Point localization data
⁂

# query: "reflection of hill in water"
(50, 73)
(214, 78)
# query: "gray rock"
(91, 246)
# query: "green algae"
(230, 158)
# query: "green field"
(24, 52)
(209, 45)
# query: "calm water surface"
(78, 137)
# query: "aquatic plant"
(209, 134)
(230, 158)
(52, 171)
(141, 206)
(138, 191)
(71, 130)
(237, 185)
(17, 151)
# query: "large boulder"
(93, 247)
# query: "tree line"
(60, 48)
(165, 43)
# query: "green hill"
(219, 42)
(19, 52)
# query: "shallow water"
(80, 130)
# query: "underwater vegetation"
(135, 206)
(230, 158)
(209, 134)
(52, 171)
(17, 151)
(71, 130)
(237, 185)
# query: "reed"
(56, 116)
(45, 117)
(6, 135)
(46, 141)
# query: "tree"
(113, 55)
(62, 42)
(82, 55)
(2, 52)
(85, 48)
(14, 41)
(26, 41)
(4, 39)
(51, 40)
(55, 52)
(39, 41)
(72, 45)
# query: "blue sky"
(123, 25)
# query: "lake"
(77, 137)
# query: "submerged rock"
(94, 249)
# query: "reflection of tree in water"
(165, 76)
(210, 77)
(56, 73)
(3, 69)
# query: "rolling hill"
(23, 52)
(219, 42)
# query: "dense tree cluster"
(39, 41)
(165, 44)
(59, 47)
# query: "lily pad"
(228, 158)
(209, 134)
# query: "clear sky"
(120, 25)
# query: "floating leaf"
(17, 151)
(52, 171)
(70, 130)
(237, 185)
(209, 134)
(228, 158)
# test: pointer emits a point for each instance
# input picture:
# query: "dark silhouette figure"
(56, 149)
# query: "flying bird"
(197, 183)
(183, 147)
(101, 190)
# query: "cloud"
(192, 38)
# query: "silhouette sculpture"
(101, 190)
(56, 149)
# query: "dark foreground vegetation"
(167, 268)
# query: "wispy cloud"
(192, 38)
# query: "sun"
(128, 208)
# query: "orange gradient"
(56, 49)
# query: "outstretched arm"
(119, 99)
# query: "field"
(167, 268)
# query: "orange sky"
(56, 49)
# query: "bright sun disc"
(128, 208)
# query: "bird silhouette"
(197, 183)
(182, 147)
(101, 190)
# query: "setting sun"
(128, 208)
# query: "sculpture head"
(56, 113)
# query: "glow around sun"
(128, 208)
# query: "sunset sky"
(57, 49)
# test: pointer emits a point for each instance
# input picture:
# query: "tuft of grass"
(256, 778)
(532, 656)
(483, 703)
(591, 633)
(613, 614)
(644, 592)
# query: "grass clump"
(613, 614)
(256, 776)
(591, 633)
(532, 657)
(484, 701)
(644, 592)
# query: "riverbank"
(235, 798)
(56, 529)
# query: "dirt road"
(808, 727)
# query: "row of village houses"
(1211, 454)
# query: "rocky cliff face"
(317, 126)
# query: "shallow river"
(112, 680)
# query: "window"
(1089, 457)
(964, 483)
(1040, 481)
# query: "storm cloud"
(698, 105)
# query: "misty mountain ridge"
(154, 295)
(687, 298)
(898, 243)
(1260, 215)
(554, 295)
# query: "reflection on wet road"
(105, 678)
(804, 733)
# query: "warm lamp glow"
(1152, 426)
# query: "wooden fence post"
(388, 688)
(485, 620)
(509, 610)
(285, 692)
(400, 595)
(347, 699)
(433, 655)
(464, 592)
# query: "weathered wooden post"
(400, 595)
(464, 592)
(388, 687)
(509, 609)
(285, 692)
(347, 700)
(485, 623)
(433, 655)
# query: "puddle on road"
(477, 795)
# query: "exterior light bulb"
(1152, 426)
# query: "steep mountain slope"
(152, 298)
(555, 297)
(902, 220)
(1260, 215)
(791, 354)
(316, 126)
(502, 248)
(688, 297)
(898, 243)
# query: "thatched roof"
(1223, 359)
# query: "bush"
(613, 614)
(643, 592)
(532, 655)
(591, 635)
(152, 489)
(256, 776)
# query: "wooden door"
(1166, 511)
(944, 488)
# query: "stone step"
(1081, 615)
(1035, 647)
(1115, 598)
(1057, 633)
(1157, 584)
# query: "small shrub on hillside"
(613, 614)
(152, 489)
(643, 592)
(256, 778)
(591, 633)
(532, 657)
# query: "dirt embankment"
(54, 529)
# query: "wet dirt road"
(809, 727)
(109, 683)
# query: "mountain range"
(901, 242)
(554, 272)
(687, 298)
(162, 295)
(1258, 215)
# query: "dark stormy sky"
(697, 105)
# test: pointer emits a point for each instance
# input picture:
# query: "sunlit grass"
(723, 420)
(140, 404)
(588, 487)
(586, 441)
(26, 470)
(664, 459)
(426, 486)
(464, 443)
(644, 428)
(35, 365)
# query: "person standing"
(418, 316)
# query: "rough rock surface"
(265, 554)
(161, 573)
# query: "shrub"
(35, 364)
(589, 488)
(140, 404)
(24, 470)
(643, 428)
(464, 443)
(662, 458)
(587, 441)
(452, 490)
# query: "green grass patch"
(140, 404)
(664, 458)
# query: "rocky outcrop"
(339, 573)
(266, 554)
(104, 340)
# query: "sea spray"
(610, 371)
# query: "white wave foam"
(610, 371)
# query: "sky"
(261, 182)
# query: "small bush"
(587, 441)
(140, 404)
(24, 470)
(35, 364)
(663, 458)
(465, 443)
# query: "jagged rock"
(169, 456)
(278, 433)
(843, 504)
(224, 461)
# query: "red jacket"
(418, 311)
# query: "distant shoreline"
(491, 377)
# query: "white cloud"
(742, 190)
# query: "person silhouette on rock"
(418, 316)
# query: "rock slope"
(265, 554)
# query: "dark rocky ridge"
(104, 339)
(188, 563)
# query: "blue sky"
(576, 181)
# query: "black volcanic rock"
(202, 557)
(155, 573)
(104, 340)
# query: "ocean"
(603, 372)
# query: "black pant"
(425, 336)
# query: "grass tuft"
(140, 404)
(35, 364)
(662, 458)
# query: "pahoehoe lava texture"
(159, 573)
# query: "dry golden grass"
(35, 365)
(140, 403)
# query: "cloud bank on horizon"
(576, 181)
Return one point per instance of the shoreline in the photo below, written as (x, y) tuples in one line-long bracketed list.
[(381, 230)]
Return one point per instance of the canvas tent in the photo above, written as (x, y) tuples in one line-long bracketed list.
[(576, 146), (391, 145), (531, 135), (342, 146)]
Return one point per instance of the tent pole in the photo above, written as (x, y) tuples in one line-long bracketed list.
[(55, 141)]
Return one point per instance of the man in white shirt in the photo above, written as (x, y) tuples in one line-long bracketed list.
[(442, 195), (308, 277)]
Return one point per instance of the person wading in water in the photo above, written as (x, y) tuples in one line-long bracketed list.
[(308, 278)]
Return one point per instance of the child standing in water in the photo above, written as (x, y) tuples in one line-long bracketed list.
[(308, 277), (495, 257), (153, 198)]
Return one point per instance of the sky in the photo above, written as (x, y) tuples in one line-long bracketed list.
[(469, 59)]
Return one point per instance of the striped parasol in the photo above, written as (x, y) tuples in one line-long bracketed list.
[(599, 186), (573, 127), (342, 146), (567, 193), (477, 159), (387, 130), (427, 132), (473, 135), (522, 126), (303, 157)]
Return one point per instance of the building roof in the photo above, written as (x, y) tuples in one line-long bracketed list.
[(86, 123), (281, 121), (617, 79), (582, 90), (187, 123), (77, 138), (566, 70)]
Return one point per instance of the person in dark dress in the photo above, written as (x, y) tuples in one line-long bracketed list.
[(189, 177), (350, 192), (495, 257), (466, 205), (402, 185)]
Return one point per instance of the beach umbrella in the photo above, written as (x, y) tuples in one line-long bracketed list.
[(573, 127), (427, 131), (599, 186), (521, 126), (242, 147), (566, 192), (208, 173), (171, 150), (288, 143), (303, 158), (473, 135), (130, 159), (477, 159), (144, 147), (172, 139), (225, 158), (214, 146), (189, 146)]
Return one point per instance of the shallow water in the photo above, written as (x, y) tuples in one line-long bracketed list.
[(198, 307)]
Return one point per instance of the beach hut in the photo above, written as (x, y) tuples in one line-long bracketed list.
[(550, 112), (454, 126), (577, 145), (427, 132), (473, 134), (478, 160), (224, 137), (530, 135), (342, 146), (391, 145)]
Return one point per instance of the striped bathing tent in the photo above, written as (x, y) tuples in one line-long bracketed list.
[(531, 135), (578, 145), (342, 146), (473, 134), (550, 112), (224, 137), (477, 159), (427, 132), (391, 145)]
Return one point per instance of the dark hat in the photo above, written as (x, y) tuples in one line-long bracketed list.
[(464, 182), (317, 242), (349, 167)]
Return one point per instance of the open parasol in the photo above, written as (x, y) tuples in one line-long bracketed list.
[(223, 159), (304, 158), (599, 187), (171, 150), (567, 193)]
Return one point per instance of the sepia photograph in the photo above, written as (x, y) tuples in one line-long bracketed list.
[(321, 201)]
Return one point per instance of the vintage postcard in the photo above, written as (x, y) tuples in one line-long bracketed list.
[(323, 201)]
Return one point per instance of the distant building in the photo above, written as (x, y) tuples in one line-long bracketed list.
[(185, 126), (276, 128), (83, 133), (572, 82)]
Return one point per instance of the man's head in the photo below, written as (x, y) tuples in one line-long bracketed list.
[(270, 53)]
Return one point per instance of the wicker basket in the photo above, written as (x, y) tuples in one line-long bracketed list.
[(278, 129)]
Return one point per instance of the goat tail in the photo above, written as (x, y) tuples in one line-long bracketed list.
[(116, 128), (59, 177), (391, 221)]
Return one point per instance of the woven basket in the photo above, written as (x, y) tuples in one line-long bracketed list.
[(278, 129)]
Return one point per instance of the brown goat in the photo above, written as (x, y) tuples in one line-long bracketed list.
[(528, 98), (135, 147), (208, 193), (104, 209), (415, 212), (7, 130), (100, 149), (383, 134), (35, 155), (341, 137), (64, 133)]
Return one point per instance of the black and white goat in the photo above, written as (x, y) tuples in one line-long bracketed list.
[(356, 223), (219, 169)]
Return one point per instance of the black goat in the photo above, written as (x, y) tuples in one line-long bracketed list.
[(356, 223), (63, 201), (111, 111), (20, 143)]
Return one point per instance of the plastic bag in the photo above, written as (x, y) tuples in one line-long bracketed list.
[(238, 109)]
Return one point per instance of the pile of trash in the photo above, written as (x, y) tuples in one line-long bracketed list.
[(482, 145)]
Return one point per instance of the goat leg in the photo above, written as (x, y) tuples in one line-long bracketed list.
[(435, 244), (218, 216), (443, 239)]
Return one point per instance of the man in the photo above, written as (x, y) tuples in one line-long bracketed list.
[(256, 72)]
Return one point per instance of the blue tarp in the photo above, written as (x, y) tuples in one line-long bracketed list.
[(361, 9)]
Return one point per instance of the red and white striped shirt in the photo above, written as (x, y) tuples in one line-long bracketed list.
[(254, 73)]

⁂

There is a line above that contains "Return one point per instance of the red". Copy it and all later lines through the last, exactly, and leave out the rest.

Return one point per instance of the red and white striped shirt in the photo above, written as (x, y) tuples in one line-long bracketed list.
[(254, 73)]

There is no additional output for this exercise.